## WORK ITEM
Please say how many lines in the records below contain the word "frame". Give only the number.
── DATASET RECORDS ──
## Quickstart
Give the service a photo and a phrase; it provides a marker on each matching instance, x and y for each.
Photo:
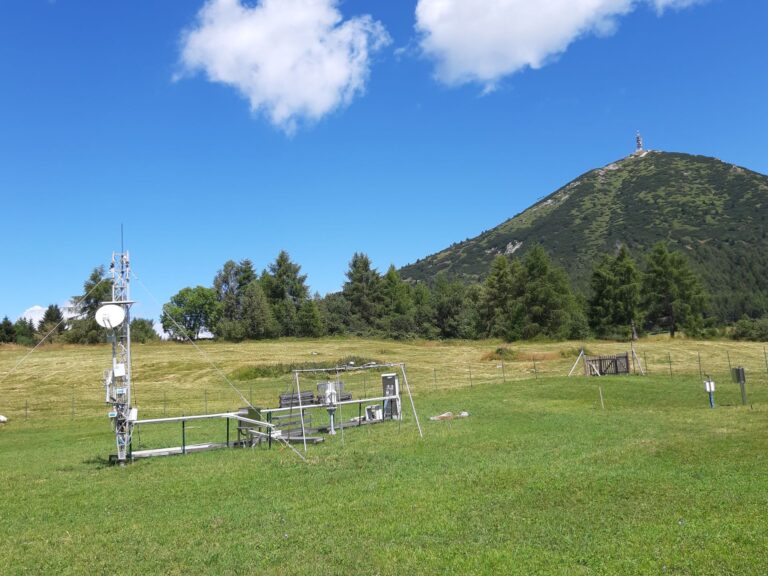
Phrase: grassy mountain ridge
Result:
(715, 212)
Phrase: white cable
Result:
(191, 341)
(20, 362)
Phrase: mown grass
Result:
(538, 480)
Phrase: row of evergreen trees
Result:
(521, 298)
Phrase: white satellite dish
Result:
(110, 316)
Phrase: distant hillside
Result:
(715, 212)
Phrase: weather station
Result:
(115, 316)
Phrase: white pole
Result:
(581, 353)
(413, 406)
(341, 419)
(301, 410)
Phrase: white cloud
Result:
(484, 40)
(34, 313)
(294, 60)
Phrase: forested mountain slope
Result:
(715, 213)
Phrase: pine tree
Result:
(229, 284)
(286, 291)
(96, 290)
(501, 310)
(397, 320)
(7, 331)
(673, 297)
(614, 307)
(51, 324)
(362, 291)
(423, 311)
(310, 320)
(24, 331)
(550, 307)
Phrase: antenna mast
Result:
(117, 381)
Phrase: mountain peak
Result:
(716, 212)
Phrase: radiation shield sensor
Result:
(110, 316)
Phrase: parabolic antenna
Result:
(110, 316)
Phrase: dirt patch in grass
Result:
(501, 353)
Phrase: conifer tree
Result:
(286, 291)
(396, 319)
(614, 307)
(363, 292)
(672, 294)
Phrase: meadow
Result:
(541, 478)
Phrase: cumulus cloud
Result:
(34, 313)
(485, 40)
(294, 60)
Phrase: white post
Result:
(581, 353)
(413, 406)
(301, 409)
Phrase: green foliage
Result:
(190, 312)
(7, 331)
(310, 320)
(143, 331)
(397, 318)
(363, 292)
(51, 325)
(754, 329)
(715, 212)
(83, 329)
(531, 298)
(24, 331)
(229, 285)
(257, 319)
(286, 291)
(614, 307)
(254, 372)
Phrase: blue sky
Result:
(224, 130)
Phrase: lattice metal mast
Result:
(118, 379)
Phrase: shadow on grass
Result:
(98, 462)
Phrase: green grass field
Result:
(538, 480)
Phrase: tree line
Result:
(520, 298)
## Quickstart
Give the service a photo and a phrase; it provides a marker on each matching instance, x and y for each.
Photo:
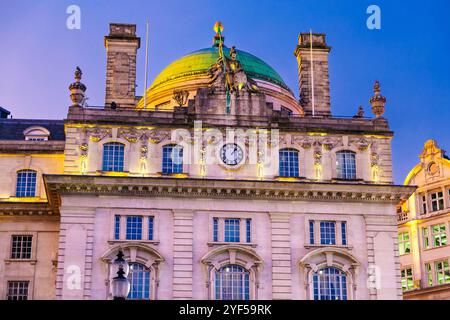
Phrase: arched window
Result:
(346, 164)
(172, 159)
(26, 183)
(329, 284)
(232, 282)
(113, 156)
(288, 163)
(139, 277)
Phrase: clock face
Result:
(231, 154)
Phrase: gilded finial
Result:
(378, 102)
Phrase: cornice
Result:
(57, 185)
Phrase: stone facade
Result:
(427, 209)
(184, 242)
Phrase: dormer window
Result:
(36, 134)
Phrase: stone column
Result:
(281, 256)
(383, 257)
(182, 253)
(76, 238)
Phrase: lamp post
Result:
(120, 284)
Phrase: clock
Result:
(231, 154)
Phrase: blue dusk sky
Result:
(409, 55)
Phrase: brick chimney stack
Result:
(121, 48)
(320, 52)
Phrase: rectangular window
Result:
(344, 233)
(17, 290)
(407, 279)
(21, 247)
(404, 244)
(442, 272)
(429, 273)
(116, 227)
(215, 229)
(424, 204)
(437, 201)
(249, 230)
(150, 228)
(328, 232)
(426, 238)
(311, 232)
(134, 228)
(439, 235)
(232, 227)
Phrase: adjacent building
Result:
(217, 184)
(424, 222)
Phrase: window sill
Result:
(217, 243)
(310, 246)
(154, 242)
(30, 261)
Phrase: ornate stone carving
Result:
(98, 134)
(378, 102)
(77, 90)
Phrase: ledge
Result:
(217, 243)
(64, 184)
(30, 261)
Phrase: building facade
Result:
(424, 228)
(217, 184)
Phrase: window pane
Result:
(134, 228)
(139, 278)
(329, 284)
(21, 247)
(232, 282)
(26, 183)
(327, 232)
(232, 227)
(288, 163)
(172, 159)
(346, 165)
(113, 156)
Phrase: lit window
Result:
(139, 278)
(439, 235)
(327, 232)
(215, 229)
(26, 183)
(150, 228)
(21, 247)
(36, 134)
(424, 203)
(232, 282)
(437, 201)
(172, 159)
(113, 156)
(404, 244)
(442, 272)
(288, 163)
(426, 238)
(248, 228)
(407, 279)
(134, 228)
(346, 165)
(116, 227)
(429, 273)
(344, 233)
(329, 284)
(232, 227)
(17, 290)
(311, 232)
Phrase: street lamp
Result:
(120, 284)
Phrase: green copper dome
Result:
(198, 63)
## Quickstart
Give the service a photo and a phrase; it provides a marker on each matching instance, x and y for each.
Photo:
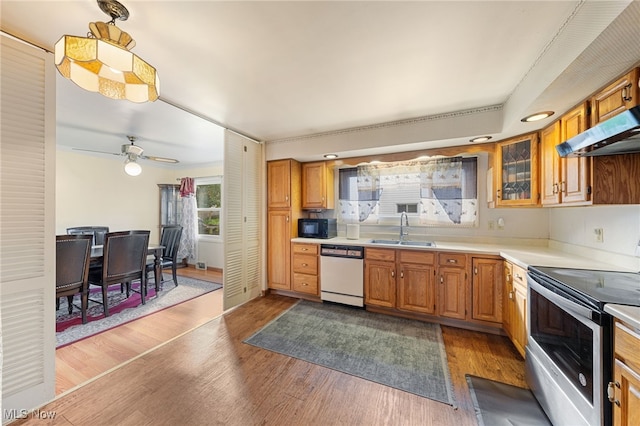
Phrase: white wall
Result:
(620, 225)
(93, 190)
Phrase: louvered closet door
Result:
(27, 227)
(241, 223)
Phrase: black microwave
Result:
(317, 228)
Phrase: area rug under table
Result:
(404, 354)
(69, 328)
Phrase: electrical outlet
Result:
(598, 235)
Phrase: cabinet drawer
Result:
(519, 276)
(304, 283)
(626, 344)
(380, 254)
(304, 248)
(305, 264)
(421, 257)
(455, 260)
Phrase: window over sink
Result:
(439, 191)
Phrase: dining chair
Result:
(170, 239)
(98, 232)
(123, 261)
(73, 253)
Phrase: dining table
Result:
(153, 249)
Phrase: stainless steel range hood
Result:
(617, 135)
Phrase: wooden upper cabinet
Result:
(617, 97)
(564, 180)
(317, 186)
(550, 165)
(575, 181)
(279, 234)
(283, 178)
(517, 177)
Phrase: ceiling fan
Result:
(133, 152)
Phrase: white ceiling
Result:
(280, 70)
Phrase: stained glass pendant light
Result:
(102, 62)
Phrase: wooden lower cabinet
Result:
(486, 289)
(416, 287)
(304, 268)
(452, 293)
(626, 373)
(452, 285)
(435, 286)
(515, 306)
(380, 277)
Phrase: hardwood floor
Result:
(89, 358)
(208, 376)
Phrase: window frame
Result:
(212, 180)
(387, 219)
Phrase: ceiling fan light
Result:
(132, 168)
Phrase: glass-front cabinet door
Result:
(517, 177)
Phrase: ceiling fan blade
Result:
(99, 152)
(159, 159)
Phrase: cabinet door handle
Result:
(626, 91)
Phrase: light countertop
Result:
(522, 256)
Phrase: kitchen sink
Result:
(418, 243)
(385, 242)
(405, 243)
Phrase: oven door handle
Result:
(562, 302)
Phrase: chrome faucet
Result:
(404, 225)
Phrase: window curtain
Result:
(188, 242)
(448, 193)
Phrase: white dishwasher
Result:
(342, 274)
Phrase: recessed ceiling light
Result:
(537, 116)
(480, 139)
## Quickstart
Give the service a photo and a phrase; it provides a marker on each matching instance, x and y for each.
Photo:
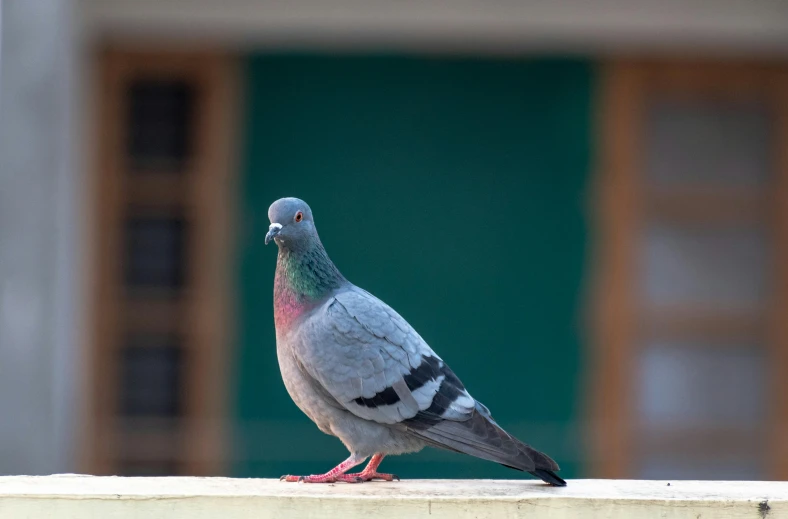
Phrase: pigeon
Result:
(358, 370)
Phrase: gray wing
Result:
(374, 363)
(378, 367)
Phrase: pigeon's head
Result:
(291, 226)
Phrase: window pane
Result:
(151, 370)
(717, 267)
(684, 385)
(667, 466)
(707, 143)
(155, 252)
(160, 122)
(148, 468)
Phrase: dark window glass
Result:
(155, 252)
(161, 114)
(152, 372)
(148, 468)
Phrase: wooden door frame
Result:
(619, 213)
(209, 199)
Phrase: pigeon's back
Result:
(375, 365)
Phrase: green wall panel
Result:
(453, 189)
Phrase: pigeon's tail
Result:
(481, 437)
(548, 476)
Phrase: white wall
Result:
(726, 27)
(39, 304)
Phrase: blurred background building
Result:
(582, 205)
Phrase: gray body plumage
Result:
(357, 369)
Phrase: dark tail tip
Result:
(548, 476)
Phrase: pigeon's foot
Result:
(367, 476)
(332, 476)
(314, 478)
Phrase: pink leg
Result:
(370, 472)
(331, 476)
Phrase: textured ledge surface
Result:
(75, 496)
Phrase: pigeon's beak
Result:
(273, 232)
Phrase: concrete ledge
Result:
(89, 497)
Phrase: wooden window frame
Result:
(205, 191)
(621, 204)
───
── DATASET RECORDS ──
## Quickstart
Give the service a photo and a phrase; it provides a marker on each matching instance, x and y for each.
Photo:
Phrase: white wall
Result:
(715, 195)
───
## ANSWER FOR THIS EXERCISE
3